## Exercise prompt
Please copy out every line in the entries that includes the word "mask".

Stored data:
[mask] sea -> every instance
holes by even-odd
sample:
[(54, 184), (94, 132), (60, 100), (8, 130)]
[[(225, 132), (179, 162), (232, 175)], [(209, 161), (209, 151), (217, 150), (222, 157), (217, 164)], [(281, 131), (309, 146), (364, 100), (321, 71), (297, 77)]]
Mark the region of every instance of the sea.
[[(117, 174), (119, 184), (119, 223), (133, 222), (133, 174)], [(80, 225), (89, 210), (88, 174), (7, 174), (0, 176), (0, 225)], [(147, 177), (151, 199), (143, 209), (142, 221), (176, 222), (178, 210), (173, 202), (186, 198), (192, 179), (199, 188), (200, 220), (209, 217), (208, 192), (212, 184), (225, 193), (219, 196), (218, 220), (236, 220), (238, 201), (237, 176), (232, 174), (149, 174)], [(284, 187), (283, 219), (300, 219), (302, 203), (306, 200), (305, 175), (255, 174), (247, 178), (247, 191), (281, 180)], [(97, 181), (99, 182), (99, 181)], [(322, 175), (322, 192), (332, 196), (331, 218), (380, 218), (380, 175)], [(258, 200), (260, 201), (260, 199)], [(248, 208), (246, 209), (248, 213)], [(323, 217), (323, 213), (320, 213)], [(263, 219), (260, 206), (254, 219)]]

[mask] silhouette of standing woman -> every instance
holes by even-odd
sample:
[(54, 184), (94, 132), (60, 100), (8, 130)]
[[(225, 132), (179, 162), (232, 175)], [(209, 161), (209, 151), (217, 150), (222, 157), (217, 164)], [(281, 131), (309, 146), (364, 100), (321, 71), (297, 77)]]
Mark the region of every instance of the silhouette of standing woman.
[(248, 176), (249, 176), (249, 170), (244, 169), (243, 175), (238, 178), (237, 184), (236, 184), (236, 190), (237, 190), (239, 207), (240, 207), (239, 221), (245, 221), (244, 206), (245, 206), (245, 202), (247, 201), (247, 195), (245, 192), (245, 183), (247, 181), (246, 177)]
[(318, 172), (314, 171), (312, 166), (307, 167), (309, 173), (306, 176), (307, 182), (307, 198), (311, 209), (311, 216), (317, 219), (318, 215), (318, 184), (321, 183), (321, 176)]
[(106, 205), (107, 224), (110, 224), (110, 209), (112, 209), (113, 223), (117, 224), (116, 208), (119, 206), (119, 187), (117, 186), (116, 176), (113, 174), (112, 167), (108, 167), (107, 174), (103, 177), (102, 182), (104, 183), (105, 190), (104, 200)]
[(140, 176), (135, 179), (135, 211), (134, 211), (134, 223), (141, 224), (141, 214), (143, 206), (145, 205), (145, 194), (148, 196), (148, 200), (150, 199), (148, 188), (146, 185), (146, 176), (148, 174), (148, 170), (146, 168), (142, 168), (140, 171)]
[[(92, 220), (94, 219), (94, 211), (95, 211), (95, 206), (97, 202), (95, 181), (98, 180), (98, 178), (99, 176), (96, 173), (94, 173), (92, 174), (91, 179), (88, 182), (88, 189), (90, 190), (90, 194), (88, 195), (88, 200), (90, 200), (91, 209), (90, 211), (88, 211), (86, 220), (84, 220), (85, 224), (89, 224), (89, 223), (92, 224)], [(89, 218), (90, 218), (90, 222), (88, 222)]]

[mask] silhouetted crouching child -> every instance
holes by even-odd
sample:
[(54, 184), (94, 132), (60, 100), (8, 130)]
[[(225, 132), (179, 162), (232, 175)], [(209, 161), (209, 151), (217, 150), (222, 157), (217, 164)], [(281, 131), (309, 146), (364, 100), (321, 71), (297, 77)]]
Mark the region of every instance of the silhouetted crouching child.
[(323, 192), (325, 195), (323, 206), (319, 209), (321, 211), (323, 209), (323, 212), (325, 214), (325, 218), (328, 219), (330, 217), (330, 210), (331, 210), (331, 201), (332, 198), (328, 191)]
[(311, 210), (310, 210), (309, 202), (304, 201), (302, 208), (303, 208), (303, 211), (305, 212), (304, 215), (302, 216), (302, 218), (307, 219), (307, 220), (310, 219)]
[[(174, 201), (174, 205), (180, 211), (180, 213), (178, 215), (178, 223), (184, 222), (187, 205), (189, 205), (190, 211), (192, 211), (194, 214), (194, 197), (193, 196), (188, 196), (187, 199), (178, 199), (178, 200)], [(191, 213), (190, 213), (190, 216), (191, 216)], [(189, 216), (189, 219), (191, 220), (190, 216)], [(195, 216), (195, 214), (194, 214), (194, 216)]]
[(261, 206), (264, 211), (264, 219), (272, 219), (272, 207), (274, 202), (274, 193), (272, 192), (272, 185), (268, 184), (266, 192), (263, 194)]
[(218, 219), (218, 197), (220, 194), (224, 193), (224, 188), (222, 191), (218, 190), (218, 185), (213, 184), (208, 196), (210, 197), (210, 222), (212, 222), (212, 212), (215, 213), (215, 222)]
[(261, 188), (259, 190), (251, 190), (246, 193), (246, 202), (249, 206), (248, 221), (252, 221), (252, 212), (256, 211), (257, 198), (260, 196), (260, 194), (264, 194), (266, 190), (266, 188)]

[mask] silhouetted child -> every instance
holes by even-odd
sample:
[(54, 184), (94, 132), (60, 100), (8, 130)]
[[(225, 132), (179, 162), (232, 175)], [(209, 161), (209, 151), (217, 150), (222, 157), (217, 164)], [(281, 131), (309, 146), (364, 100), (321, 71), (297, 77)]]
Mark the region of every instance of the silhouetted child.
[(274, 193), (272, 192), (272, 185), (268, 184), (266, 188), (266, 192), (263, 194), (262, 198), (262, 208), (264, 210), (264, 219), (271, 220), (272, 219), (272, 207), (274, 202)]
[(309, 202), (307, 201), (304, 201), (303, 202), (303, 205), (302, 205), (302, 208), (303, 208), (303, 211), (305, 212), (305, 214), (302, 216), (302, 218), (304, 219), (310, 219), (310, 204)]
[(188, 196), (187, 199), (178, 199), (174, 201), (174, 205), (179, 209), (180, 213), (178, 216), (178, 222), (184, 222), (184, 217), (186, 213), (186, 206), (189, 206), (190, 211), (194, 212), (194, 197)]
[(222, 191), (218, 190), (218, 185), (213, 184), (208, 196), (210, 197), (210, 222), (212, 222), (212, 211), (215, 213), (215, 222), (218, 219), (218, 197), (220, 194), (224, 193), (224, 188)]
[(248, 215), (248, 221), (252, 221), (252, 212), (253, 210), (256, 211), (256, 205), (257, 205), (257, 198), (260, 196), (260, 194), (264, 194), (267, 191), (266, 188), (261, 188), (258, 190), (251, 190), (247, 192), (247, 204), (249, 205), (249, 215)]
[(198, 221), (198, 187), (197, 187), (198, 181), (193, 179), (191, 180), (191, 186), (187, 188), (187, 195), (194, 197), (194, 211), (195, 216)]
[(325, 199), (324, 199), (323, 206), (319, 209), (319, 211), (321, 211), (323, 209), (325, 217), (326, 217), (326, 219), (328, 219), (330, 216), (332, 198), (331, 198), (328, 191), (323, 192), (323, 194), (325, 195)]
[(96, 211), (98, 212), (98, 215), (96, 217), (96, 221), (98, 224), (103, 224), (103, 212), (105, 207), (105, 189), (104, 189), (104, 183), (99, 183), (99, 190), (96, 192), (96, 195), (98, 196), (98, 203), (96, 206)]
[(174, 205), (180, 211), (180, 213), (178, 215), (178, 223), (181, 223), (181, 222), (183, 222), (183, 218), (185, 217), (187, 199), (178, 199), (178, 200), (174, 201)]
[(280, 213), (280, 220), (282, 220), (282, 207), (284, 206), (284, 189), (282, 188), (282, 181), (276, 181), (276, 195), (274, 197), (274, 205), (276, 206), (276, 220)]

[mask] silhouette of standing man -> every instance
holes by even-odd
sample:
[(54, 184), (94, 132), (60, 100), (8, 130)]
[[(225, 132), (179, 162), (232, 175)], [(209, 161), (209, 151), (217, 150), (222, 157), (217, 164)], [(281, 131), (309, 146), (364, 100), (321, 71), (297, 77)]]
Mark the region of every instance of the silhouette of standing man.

## Exercise result
[mask] sea -> every instance
[mask] silhouette of standing woman -> every instance
[mask] silhouetted crouching child -> every instance
[mask] silhouetted child -> every instance
[mask] silhouette of standing man -> every instance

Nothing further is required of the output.